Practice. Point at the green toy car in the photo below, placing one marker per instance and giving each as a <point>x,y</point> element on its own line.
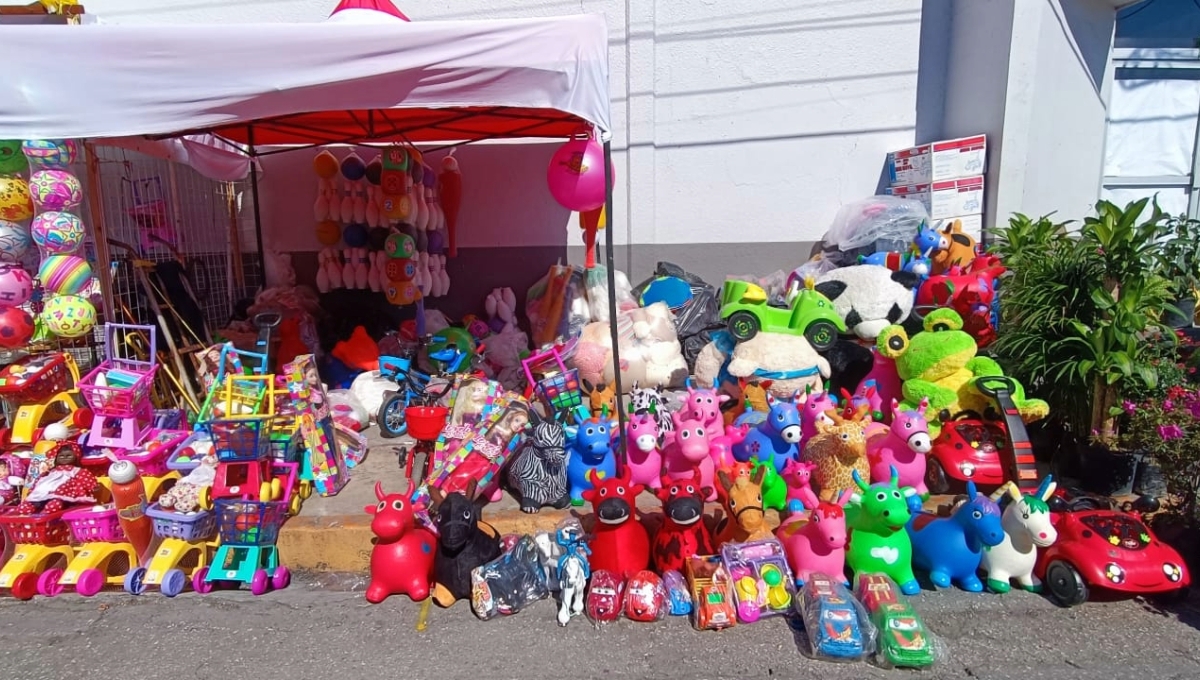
<point>747,311</point>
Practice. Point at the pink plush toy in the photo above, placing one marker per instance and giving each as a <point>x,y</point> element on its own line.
<point>688,450</point>
<point>643,459</point>
<point>706,407</point>
<point>903,449</point>
<point>817,543</point>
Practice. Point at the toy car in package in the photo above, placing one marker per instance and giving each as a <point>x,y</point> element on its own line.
<point>711,593</point>
<point>904,642</point>
<point>837,625</point>
<point>762,581</point>
<point>646,597</point>
<point>510,582</point>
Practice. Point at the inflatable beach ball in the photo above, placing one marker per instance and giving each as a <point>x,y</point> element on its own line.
<point>57,233</point>
<point>16,328</point>
<point>12,161</point>
<point>69,316</point>
<point>55,190</point>
<point>65,275</point>
<point>51,154</point>
<point>15,241</point>
<point>16,205</point>
<point>16,286</point>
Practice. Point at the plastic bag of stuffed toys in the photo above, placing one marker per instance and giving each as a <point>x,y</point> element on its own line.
<point>509,583</point>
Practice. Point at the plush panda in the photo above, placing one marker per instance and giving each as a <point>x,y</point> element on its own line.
<point>869,298</point>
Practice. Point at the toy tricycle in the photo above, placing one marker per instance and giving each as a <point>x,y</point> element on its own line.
<point>247,552</point>
<point>181,555</point>
<point>39,545</point>
<point>747,310</point>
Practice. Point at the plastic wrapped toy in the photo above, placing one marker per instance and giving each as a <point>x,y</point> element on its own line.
<point>509,583</point>
<point>605,596</point>
<point>762,581</point>
<point>646,597</point>
<point>678,599</point>
<point>904,641</point>
<point>837,625</point>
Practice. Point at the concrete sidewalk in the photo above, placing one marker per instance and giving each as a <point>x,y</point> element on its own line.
<point>334,534</point>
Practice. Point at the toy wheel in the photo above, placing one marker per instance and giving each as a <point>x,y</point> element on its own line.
<point>24,587</point>
<point>391,416</point>
<point>135,581</point>
<point>261,583</point>
<point>821,335</point>
<point>1066,587</point>
<point>91,582</point>
<point>282,578</point>
<point>173,582</point>
<point>199,584</point>
<point>48,583</point>
<point>935,477</point>
<point>743,325</point>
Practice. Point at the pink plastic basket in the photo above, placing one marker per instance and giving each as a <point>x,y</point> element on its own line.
<point>198,525</point>
<point>95,525</point>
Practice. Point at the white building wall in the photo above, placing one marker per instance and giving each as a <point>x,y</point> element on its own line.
<point>737,121</point>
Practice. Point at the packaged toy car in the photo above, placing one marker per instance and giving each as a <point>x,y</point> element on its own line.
<point>903,638</point>
<point>711,593</point>
<point>646,597</point>
<point>837,625</point>
<point>762,581</point>
<point>605,596</point>
<point>510,582</point>
<point>678,597</point>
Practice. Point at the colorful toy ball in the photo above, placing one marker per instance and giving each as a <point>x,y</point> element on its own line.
<point>329,233</point>
<point>576,175</point>
<point>51,154</point>
<point>16,286</point>
<point>69,316</point>
<point>353,168</point>
<point>16,328</point>
<point>15,241</point>
<point>355,235</point>
<point>324,164</point>
<point>57,233</point>
<point>65,275</point>
<point>16,204</point>
<point>12,161</point>
<point>55,190</point>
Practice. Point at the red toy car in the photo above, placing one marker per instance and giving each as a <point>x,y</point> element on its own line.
<point>605,596</point>
<point>1109,551</point>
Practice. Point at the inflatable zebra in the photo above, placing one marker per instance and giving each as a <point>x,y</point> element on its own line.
<point>538,473</point>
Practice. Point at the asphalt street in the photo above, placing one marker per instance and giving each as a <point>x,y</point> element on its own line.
<point>307,632</point>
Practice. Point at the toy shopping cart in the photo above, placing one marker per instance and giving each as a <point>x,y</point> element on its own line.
<point>40,545</point>
<point>247,552</point>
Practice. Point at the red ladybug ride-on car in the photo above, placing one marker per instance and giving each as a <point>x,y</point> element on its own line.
<point>1105,549</point>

★ ★ ★

— Problem to solve —
In your copy of the records, include no pictures; repeat everything else exactly.

— Output of the exercise —
Practice. Point at the green toy car in the photo below, placing one marker per instance and giving each as a <point>x,y</point> element on its own line.
<point>747,311</point>
Practice. Point at the pink plush toy in the photo above, placing one marker per instance and giving each as a <point>x,y</point> element on its own line.
<point>688,450</point>
<point>643,459</point>
<point>706,407</point>
<point>903,449</point>
<point>817,543</point>
Practice. Point at the toy car in package in the photo above, placing one marker per instance and giving each as a <point>x,y</point> element on its own line.
<point>711,593</point>
<point>904,642</point>
<point>837,625</point>
<point>762,581</point>
<point>646,597</point>
<point>510,582</point>
Practice. Point at the inflatable beach ball in the photo above, placing one marker per instance and giving each as a <point>x,y</point> element on its own line.
<point>57,233</point>
<point>16,328</point>
<point>12,161</point>
<point>69,316</point>
<point>55,190</point>
<point>65,275</point>
<point>51,154</point>
<point>15,241</point>
<point>16,205</point>
<point>16,286</point>
Practice. Point at the plastic bag of stuffed toys in the photo above, placing one marker per instance and giving each as a <point>x,y</point> element on its own line.
<point>509,583</point>
Practice. Point at the plush panda in the photo above, placing one marker per instance and giving each as a <point>x,y</point> element on its own line.
<point>869,298</point>
Practice. Point at the toy tricycle in the photo above, placing one marker per instance and giving each as a <point>x,y</point> element on its own line.
<point>247,552</point>
<point>181,555</point>
<point>39,545</point>
<point>747,310</point>
Practice. Point at the plastic wrapped toy in the photo above, placing one marker per instance and giving each as a <point>x,y</point> element on its own line.
<point>509,583</point>
<point>605,596</point>
<point>762,581</point>
<point>646,597</point>
<point>678,599</point>
<point>904,641</point>
<point>837,625</point>
Practice. Point at the concrete sidewalk in the photo above, placing one marker per instance and giving each as a <point>x,y</point> element on its own line.
<point>334,534</point>
Practice. Point at the toy wheel in the photo above, placing one marker per instance and giving each as a <point>x,y</point> element on its own line.
<point>24,587</point>
<point>391,416</point>
<point>135,581</point>
<point>261,583</point>
<point>821,335</point>
<point>1066,587</point>
<point>91,582</point>
<point>282,578</point>
<point>173,582</point>
<point>199,584</point>
<point>48,583</point>
<point>935,477</point>
<point>743,325</point>
Practice. Point at the pink plastic basket in the photo above, placing one marker per instance and giving each as a <point>x,y</point> element on its own line.
<point>198,525</point>
<point>95,525</point>
Practice. Point at the white building wall in the photo above, placing one marker per instance and giving each as a <point>x,y</point> element on its own line.
<point>737,121</point>
Practice. Point at the packaged toy car in the photo above, placing one marker per instance and giving each as a <point>x,y</point> element on its own line.
<point>903,638</point>
<point>711,593</point>
<point>646,597</point>
<point>837,625</point>
<point>762,581</point>
<point>605,596</point>
<point>510,582</point>
<point>678,597</point>
Practice. Point at the colorful toy ball in the photo above, placing one marker per instance and giving each as a <point>x,y</point> element on its own line.
<point>329,233</point>
<point>576,175</point>
<point>51,154</point>
<point>16,286</point>
<point>69,316</point>
<point>353,168</point>
<point>16,328</point>
<point>15,241</point>
<point>355,235</point>
<point>324,164</point>
<point>57,233</point>
<point>65,275</point>
<point>16,204</point>
<point>12,161</point>
<point>55,190</point>
Practice. Point at the red toy car in the photo above, placing one marker per instance and giving each as a <point>x,y</point> element on its own line.
<point>605,596</point>
<point>1109,551</point>
Practice. Point at the inflatable zebra in the photo above, placing one marker per instance and giving each as a <point>x,y</point> element on its own line.
<point>538,473</point>
Practice. Point at the asphalt street in the photo above, placing one marker per instance and giving each as a <point>x,y</point> element on its own line.
<point>307,632</point>
Practice. Point at the toy shopping cart in the photo above, placing one marker per instance and giving each as a <point>x,y</point> element on its own line.
<point>40,545</point>
<point>247,552</point>
Practice. Point at the red ladybug ride-on car in the photo above, placing one marker per instance and giving each as a <point>x,y</point> element on its own line.
<point>1105,549</point>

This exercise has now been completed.